### Brief
What do the lines from the one containing "panel, one point per instance." through the end of the entries say? Quote them exactly, and only them.

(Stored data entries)

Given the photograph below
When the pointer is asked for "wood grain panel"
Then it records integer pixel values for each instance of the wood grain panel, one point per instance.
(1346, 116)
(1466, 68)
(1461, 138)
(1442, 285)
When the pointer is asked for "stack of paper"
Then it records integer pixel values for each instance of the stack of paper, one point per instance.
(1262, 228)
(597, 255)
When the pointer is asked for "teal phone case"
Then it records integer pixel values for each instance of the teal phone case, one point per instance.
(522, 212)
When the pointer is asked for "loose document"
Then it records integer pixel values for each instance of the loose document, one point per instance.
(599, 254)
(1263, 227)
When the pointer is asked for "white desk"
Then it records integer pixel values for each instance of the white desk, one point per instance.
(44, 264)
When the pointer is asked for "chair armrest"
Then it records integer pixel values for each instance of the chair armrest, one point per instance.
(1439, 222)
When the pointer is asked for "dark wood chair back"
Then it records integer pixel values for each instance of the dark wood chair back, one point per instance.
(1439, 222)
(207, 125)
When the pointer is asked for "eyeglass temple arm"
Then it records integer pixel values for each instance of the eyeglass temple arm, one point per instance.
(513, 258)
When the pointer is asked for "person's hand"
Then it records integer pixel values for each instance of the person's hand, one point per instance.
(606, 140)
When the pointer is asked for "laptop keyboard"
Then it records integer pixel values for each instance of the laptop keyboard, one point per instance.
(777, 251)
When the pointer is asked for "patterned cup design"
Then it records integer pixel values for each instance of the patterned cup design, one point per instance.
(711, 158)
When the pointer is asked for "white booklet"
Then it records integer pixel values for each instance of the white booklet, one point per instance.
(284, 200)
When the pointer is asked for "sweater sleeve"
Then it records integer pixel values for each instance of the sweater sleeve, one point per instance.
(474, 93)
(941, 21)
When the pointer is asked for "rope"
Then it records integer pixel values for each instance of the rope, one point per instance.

### Your response
Then it records integer pixel values for each instance of the wood grain panel, one point per instance.
(1346, 116)
(1466, 68)
(1461, 138)
(1442, 285)
When the pointer is asked for "stack of paper"
Then it records integer pixel values for each instance of the stack of paper, one point per instance.
(1262, 228)
(597, 255)
When the pointer is asked for "teal phone case"
Then it records integer pixel values for each instance of the teal phone case, one point per instance.
(522, 212)
When the pointer is asked for "loose document"
Then it records integer pixel values for each instance of the loose document, one point per instance.
(599, 254)
(1263, 227)
When the pointer is asked for "white desk"
Then it records integer pixel values for each instance of the white desk, one point per instance.
(44, 264)
When the pointer is asked for "chair armrest"
Then it records integer pixel values for each instance of the chair armrest, one point per instance.
(1439, 222)
When the pointer is asked for "dark wood chair back"
Then it records integer pixel values for each instance of the dark wood chair back, one point per instance.
(1439, 222)
(207, 125)
When the pointer is asked for "eyeglass temple arm"
Then it records integer pixel values for each instance of the eyeglass temple arm, one point per instance.
(513, 258)
When the pointer is asked for "person's hand"
Then it records integer pixel values for each instance of the person's hand, one point per instance.
(606, 140)
When the pointer is asked for "laptop keyboard"
Then it records integer pixel values for each instance of the laptop keyboard, one point per instance.
(777, 251)
When the pointer is asked for "patterned cup design"
Then it records integer pixel values for each instance of the patterned cup design, one point per instance.
(711, 158)
When the pointer is asked for "white booklet"
Then it records integer pixel values for each instance of the white booklet, one point per instance.
(284, 200)
When the pointer is asked for "sweater sleeve"
Then it records integer pixel values for each instance of the sweater sleeve, one point per instance.
(474, 93)
(941, 21)
When the pointer is asked for "rope"
Then it records integer pixel values for each instance of the rope, one point per instance.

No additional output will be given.